▶ [GOAL OF THE EXERCISE]: Copy each of the records exactly; leave nothing out.

Natural language region descriptions:
>>

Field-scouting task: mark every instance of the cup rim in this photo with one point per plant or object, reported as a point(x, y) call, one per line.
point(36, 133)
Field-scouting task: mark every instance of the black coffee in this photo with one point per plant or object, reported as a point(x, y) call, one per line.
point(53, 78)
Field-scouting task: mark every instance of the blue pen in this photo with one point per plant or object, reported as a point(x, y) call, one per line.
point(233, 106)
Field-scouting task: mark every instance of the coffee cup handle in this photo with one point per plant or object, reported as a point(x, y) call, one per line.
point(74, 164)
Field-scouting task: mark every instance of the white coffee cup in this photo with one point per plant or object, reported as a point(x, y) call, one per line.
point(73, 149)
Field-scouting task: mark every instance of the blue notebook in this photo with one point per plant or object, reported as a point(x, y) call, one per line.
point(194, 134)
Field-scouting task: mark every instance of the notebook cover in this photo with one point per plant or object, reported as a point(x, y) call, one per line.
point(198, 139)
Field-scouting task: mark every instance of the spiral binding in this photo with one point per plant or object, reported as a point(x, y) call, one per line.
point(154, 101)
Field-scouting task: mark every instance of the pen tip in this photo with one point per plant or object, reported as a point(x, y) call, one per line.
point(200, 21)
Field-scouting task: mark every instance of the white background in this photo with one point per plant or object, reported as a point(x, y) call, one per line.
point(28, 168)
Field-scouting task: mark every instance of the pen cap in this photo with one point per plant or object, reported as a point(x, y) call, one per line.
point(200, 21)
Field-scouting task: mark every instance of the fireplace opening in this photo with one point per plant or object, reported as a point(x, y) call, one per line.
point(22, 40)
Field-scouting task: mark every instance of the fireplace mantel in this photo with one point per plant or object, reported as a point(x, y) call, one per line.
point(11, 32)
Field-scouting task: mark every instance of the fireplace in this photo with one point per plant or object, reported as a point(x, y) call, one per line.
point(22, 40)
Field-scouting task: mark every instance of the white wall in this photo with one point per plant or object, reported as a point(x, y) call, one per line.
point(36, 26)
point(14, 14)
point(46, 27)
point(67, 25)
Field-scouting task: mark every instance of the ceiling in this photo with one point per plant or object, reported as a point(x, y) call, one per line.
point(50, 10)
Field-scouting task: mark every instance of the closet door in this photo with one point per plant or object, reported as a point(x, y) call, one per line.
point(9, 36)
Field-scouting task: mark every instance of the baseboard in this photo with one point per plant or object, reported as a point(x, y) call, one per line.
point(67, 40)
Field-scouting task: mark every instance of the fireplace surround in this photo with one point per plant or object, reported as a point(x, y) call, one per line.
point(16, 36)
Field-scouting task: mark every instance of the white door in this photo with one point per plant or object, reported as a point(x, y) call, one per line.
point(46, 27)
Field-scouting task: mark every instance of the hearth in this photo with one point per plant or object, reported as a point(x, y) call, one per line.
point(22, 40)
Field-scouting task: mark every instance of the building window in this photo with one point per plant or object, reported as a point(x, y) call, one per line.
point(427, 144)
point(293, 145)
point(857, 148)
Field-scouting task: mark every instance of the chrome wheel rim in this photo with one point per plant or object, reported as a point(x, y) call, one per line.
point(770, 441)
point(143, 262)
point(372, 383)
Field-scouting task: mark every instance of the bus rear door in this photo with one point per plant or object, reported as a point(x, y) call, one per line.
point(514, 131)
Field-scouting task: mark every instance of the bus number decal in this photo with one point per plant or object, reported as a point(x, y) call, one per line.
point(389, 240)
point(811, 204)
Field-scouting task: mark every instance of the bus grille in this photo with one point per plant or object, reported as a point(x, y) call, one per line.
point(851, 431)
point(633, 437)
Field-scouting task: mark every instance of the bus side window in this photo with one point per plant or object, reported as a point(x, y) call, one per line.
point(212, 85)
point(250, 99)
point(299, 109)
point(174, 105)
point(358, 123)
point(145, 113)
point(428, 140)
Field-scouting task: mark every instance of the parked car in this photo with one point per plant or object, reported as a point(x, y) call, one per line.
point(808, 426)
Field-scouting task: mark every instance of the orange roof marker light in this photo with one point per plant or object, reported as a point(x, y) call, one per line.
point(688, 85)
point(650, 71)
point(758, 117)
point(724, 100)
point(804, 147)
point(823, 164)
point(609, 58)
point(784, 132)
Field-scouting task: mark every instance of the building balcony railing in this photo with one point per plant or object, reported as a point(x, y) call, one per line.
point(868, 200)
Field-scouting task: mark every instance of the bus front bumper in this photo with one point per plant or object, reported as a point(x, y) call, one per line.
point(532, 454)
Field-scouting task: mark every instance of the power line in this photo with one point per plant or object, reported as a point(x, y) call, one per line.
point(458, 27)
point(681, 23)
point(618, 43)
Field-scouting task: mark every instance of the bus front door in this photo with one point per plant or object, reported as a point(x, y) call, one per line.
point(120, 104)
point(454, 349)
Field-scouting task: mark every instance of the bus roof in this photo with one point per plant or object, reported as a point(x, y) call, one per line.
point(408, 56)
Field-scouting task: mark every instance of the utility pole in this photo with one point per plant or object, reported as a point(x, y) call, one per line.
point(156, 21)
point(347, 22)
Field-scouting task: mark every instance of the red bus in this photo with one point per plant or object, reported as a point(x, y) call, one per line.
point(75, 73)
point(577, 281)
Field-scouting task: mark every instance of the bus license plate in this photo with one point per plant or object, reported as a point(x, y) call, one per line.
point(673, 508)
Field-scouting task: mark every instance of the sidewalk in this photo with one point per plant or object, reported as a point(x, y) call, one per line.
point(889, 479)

<<

▶ [RESULT FOR THIS TASK]:
Field-scouting task: mark every instance of the cup rim in this photo with one point per plant or object, reported as a point(x, y) call, one per line.
point(36, 133)
Field-scouting task: mark every instance of the black coffee in this photo with one point per plant or object, reported as a point(x, y) call, one per line.
point(53, 78)
Field-scouting task: mark every instance of the blue pen in this photo with one point per plant or object, reported as a point(x, y) call, one per line.
point(233, 106)
Field-scouting task: mark every instance of the coffee cup handle in this photo with one point per plant or object, reported as a point(x, y) call, one per line.
point(74, 164)
Field-scouting task: mark every instance of the white coffee cup in this photo with one point per plant or object, reported as a point(x, y) call, one per line.
point(73, 149)
Field-scouting task: mark every instance of the blue notebook in this photo with one point per plant or object, reported as a point(x, y) call, one per line.
point(194, 134)
Field-scouting task: mark every instance of the notebook cover in this photo with one point per plant or object, reported as a point(x, y) call, one per line.
point(198, 139)
Field-scouting task: mark every instance of the spiral binding in this photo with one point per plant or object, reported as a point(x, y) call, one per line.
point(154, 101)
Field-scouting task: mark every instance of the pen tip in this photo with one point per plant or object, reported as a point(x, y) call, one per line.
point(200, 21)
Field-scouting task: mark every instance of the white background in this photo with one point per plant or object, reported as a point(x, y) call, one per line.
point(28, 168)
Field-scouting task: mark every instance of the pen cap in this photo with one point per plant or object, reported as a point(x, y) call, one per line.
point(200, 21)
Field-scouting task: mark every instance of the fireplace opening in this photo with one point per plant or object, reported as a point(x, y) call, one per line.
point(22, 40)
Field-scouting task: mark every instance of the fireplace mantel in this photo with one point per plant or object, reported as a point(x, y) call, one per line.
point(11, 32)
Field-scouting task: mark every instance of the fireplace in this photo with one point per plant or object, reported as a point(x, y) call, one per line.
point(22, 40)
Field-scouting task: mark every instance of the white wall in this photo with one point per plant or object, reported as a point(x, y) call, one per line.
point(36, 26)
point(14, 14)
point(46, 27)
point(67, 25)
Field-scouting task: mark every instance of the ceiling in this photo with one point per plant or object, reported as a point(x, y) call, one per line.
point(50, 10)
Field-scouting task: mark every instance of the closet door in this photo with one point per plant or object, reported as a point(x, y) call, one per line.
point(9, 36)
Field-scouting task: mark every instance of the baseboard in this photo with one point per plant or object, reported as a point(x, y) call, one per line.
point(67, 40)
Field-scouting task: mark every instance of the fireplace surround in this photo with one point per plant or object, reported as a point(x, y) call, one per line.
point(16, 36)
Field-scouting task: mark every instance of the white door in this photo with one point per plant or object, reported as a point(x, y) call, one per line.
point(46, 27)
Field-scouting task: mark every instance of the hearth in this photo with one point per plant or object, reported as a point(x, y) call, one per line.
point(22, 40)
Field-scouting task: mark every instance of the building window in this photo with one point per plant or object, reported as a point(x, y) call, one per line.
point(427, 144)
point(293, 145)
point(857, 148)
Field-scouting task: mark every instance of the chrome wheel rim in this photo with one point per plant or object, reported as a point(x, y) call, one per line.
point(770, 441)
point(143, 262)
point(372, 383)
Field-scouting task: mark every instance of the bus rear door in this photo with one point per plant or object, reported as a point(x, y) call, one per line.
point(514, 131)
Field-scouting task: mark every instance of the bus number decal in this photo with one point per plant or object, reported as a point(x, y) call, one per line.
point(389, 240)
point(811, 204)
Field-scouting task: mark every instance of the bus grille in this photo with one point per plant or object, reported as a point(x, y) call, one per line.
point(851, 431)
point(633, 437)
Field-scouting task: mark every instance of the bus side window in this photo with one point per plant or object, reported as a point(x, y) call, one per line.
point(212, 85)
point(250, 99)
point(299, 109)
point(174, 105)
point(358, 123)
point(145, 113)
point(428, 140)
Field-scouting task: mark every instance of the parked car in this photo with one point per plant or object, reported as a point(x, y) call, one per line.
point(808, 426)
Field-scouting task: mark every instance of the orange roof marker light in this photo with one point per plant or object, reported as a point(x, y) call, one per line.
point(688, 85)
point(650, 71)
point(758, 117)
point(724, 100)
point(804, 147)
point(823, 164)
point(609, 58)
point(784, 132)
Field-scouting task: mark every instance of the building balcony railing in this photo with one point per plant or object, reported as a point(x, y) call, one per line.
point(868, 200)
Field-scouting task: mark every instance of the bus front bumper in this photo with one point per plant or object, reported as a point(x, y) call, one per line.
point(532, 454)
Field-scouting task: mark every instance of the power line in this photo with one point per plant or object, reported as a point(x, y) call, one per line.
point(458, 27)
point(681, 23)
point(618, 43)
Field-scouting task: mark every instance of the bus front door in this photo with one point per plant or object, reported as a point(x, y) call, one per line.
point(120, 104)
point(454, 349)
Field-scouting task: mark every instance of the bus roof in this photo with one point per plant or object, reported as a point(x, y) call, one per line.
point(408, 56)
Field-scouting task: mark every instance of the utility pole in this photo with one point per plant or object, reported as a point(x, y) call, one per line.
point(156, 21)
point(347, 22)
Field-scouting task: mark every instance of the red bus in this photo with one point per plant or object, reported as a point(x, y) call, one per line.
point(75, 73)
point(577, 281)
Field-scouting task: mark every instance of the bus license plate in this photo with one point per plant or object, reported as a point(x, y) call, one per line.
point(673, 508)
Field-scouting task: mark every instance of the sidewalk in this photo with one point per plant or object, reported as a point(x, y) call, one per line.
point(889, 479)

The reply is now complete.